Exercise instructions. Omitting every picture, output the records below exactly, please.

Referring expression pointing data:
☆ ☆ ☆ ☆

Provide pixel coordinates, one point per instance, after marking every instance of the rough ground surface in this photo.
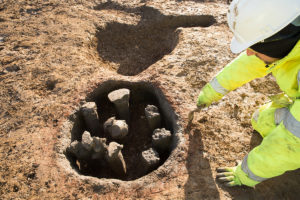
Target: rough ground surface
(53, 53)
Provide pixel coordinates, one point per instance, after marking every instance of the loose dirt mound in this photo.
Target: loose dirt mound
(54, 53)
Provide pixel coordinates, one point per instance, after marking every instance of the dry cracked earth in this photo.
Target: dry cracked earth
(55, 54)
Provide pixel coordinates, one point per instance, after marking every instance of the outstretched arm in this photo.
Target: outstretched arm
(240, 71)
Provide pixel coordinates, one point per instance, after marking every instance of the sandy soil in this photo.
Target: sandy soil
(54, 53)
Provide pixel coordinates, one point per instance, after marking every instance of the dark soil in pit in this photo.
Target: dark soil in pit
(139, 137)
(135, 47)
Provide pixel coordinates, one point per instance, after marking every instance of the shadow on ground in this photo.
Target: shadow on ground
(200, 183)
(136, 47)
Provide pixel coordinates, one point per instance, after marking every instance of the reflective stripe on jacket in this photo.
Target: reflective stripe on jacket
(280, 150)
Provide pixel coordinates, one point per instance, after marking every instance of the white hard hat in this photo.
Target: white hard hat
(252, 21)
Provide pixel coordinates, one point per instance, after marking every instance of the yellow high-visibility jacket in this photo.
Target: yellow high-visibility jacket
(280, 149)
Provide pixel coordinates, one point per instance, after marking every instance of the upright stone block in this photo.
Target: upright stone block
(76, 149)
(161, 139)
(115, 158)
(99, 147)
(153, 116)
(150, 159)
(120, 98)
(87, 141)
(117, 129)
(91, 119)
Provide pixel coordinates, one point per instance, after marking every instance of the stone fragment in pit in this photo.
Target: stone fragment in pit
(120, 98)
(117, 129)
(99, 147)
(91, 119)
(76, 148)
(153, 116)
(161, 139)
(150, 159)
(87, 141)
(115, 158)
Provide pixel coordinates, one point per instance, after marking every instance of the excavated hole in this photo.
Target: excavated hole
(135, 47)
(139, 137)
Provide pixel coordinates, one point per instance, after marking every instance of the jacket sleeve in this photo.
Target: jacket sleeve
(279, 151)
(240, 71)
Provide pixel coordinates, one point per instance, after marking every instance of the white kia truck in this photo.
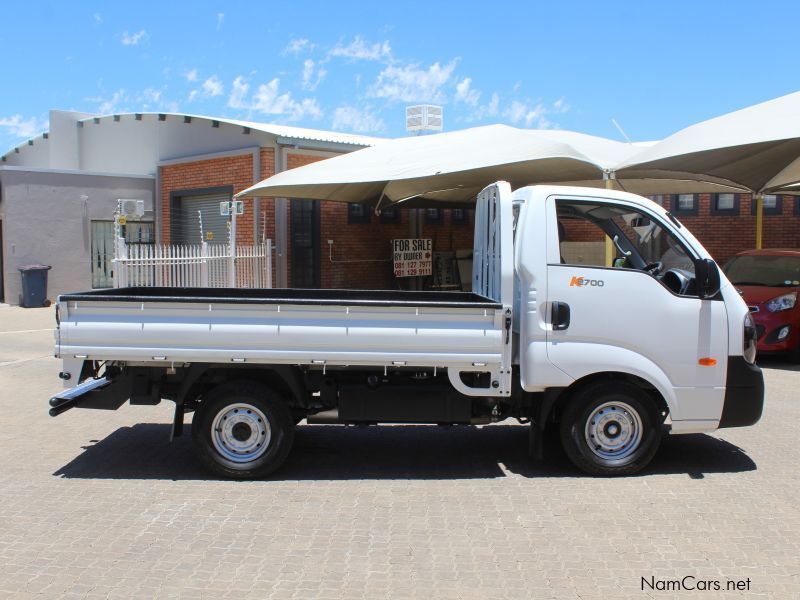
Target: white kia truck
(614, 356)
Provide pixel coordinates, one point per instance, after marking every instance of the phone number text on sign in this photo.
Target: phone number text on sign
(412, 257)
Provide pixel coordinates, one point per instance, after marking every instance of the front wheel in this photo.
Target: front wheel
(611, 428)
(242, 430)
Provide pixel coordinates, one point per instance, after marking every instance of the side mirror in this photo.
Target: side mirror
(707, 278)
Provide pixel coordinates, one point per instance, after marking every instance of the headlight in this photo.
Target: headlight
(784, 302)
(750, 339)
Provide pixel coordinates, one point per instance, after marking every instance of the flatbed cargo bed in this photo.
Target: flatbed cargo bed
(320, 297)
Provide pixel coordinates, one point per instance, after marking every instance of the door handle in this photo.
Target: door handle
(560, 316)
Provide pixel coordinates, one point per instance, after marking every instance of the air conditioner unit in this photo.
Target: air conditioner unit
(424, 117)
(131, 209)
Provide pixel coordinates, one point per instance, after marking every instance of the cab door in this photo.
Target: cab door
(622, 312)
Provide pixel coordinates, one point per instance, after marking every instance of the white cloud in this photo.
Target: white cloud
(149, 99)
(350, 118)
(212, 86)
(110, 105)
(268, 99)
(465, 93)
(412, 83)
(313, 74)
(20, 127)
(151, 95)
(298, 45)
(533, 114)
(238, 93)
(560, 106)
(133, 39)
(488, 110)
(358, 49)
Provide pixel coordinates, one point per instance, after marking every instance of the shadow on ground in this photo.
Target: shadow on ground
(399, 452)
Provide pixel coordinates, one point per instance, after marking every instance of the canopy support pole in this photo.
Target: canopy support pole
(759, 219)
(608, 179)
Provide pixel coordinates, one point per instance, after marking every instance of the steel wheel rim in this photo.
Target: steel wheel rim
(240, 432)
(614, 431)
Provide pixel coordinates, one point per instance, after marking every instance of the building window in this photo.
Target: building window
(773, 205)
(684, 204)
(458, 216)
(725, 204)
(390, 214)
(358, 213)
(434, 216)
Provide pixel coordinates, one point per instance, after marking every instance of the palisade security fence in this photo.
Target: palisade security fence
(193, 265)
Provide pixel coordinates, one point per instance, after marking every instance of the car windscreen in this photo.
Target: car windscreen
(775, 271)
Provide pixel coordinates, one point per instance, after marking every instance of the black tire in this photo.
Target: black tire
(233, 397)
(625, 429)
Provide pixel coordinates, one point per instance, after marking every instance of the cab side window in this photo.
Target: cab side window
(606, 235)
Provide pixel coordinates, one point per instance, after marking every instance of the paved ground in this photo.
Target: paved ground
(100, 504)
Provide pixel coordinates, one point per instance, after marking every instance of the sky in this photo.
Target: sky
(651, 67)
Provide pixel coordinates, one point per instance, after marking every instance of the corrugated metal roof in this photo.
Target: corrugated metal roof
(283, 131)
(287, 131)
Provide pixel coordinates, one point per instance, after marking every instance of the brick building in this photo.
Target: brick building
(59, 190)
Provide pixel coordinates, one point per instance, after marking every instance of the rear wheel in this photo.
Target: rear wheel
(611, 428)
(242, 430)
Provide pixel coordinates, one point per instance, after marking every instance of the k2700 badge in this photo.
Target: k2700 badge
(583, 282)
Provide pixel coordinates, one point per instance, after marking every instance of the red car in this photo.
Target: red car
(769, 281)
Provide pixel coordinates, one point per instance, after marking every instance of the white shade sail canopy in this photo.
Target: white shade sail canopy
(450, 166)
(756, 148)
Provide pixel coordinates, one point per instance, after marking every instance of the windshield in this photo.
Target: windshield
(773, 271)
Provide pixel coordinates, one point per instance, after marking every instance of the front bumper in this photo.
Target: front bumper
(744, 394)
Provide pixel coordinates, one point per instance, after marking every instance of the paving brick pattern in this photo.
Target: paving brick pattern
(97, 504)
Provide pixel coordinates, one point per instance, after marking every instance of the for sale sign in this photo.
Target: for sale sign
(412, 257)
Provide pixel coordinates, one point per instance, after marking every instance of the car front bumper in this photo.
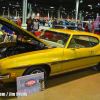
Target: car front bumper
(6, 76)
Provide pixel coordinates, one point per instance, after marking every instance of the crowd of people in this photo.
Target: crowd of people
(90, 27)
(8, 33)
(33, 25)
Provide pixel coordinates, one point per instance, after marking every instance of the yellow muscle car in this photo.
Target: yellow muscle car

☆ ☆ ☆ ☆

Result of this exercise.
Provide pixel coordinates, one point per instance, after marking every instance of the rough ground surface in this photo.
Target: rough ground surface
(53, 53)
Provide pixel coordinates, one point per instance, after marking every instance of the loose dirt mound in this photo.
Target: loose dirt mound
(54, 53)
Provide pixel coordinates, one point per instance, after marking every instance of the dry cracked earth in this photo.
Target: dry cracked earth
(55, 54)
Provide pixel coordinates, one point per instance, after marking every instance of the outstretched arm in this photo.
Target: outstretched arm
(240, 71)
Provide pixel coordinates, one point per instance, after marking every instance of the sandy soil in this photo.
Target: sandy soil
(54, 53)
Provide pixel coordinates, one point per instance, after marking every instance of the dark soil in pit in this photo.
Target: dark soil in pit
(139, 137)
(135, 47)
Provide pixel coordinates, one point per instance, after marking every instance of the shadow on ground in this photo.
Target: shadow on ground
(200, 183)
(136, 47)
Provide pixel coordinates, one point per instance, after marking every instance of the reflective stripe on jacket in this photo.
Target: reflective stripe on jacket
(280, 150)
Provide pixel coordinates, one point per instance, after marking every instance of the white hard hat in this photo.
Target: white hard hat
(252, 21)
Provide pixel coordinates, one point per instance, after marking every instance of the yellow high-visibility jacket in this photo.
Target: yellow high-visibility jacket
(280, 149)
Provide pixel coordinates, one point per instance, after marking every instance of the upright stone block in this photo.
Target: upright stone block
(76, 149)
(161, 139)
(115, 158)
(99, 147)
(153, 116)
(150, 159)
(120, 98)
(87, 141)
(117, 129)
(91, 119)
Provide pixel coordinates, one point per instance, after marking every instance of the stone fragment in pit in this photo.
Target: stone fragment in pit
(120, 98)
(117, 129)
(99, 147)
(91, 119)
(76, 148)
(153, 116)
(161, 139)
(150, 159)
(87, 141)
(115, 158)
Provide pixel coordinates, one point per instance, after marking every instance of the excavated hole in this photo.
Target: excavated hole
(135, 47)
(139, 137)
Provide pixel coordinates, one point per instance, after marking every instance of the jacket sleeve in this photo.
Target: jacket sleeve
(279, 151)
(240, 71)
Provide pixel coordinates, one point per instance, after marking every instance of the white kia truck in this photo.
Target: white kia truck
(614, 356)
Provide pixel coordinates, one point per instance, after marking every instance of the phone number text on sign in this photo.
Target: phone number text on sign
(412, 257)
Provide pixel coordinates, one point per instance, after marking every instance of the front wheel in this photo.
Target: front wheel
(611, 428)
(242, 430)
Provide pixel coordinates, one point per instance, after marking every instance of the side mirror in this photo.
Target: side mirror
(707, 278)
Provide pixel coordinates, one point per instance, after marking every instance of the headlight in this photo.
Target: headlight
(784, 302)
(750, 339)
Provide pixel coordinates, one point per instance, after marking every instance of the flatbed cargo bed in this photo.
Target: flatbed cargo bed
(320, 297)
Provide pixel coordinates, one point per instance, after marking every instance of the door handle in this photo.
Target: door handle
(560, 316)
Provide pixel coordinates, one point per instance, after marking every instance of the air conditioner unit in this photo.
Target: air conditioner unit
(424, 117)
(131, 209)
Provide pixel coordinates, one point per instance, after marking every instance of the cab door in this photo.
Target: cab door
(622, 312)
Provide pixel coordinates, one point per instance, after marking every instance of the white cloud in this photo.
Target: white cloud
(149, 99)
(350, 118)
(212, 86)
(110, 105)
(268, 99)
(465, 93)
(412, 83)
(313, 74)
(20, 127)
(151, 95)
(298, 45)
(533, 114)
(238, 93)
(560, 106)
(133, 39)
(488, 110)
(358, 49)
Provide pixel coordinates, one point per instance, after marking every instance of the shadow on ground in this photo.
Target: shadow on ground
(399, 452)
Provide pixel coordinates, one point per instance, after marking every instance of the canopy support pole in this photo.
Target: canopy support pole
(759, 219)
(608, 179)
Provide pixel coordinates, one point per instance, after marking every instance of the steel wheel rim in this photo.
Target: steel wheel rim
(240, 432)
(614, 431)
Provide pixel coordinates, one point per instance, after marking every instance of the building window in this photo.
Target: building window
(773, 205)
(684, 204)
(458, 216)
(725, 204)
(390, 214)
(358, 213)
(434, 216)
Provide pixel coordinates, one point per instance, after marking every instance of the palisade security fence in this photo.
Target: palisade security fence
(193, 265)
Provide pixel coordinates, one point per instance, after marking every instance of the car windscreen in this photo.
Target: car windscreen
(775, 271)
Provide pixel coordinates, one point per instance, after marking every instance of the black tire in this photo.
Target: black tire
(233, 397)
(625, 429)
Provide pixel coordinates, one point per instance, after marking every instance of the cab side window in this photo.
Target: cab side window
(606, 235)
Provide pixel coordinates, one point per instance, after marking every instance of the paved ground in this photo.
Target: paved ground
(100, 504)
Provide pixel coordinates, one point per instance, after marking every instance of the sky in this photo.
Target: sky
(651, 67)
Provide pixel coordinates, one point per instance, after marking every instance of the corrugated metal roof in this photo.
Target: corrugated metal roof
(283, 131)
(287, 131)
Provide pixel coordinates, one point per instance, after marking every instance of the brick building in this photo.
Target: brick building
(59, 190)
Provide pixel coordinates, one point per instance, after marking every instance of the rear wheel in this photo.
Target: rear wheel
(611, 428)
(242, 430)
Provide pixel coordinates, one point per instance, after marking every instance of the k2700 badge in this photo.
Target: k2700 badge
(583, 282)
Provide pixel coordinates, one point per instance, after marking every instance of the red car in this photo.
Target: red car
(769, 281)
Provide pixel coordinates, one point per instance, after marking every instance of the white shade sail canopy in this photo.
Target: white shade sail canopy
(450, 166)
(756, 148)
Provide pixel coordinates, one point per instance, after marking every instance of the windshield in this photo.
Target: windshield
(773, 271)
Provide pixel coordinates, one point per instance, after marking every instance of the front bumper in this photo.
Target: front bumper
(744, 394)
Provide pixel coordinates, one point per instance, after marking every instance of the paving brick pattern in this photo.
Target: paving brick pattern
(97, 504)
Provide pixel coordinates, one point per instance, after marking every instance of the for sale sign in this photo.
Target: for sale sign
(412, 257)
Provide pixel coordinates, one point per instance, after marking every instance of the car front bumper in this photo.
Target: car front bumper
(6, 76)
Provide pixel coordinates, one point per instance, after marking every instance of the crowd of people in this photo.
Target: crowd of people
(90, 27)
(8, 33)
(33, 25)
Provide pixel coordinates, one point per instance, after marking every instance of the yellow muscle car in this photo.
Target: yellow muscle car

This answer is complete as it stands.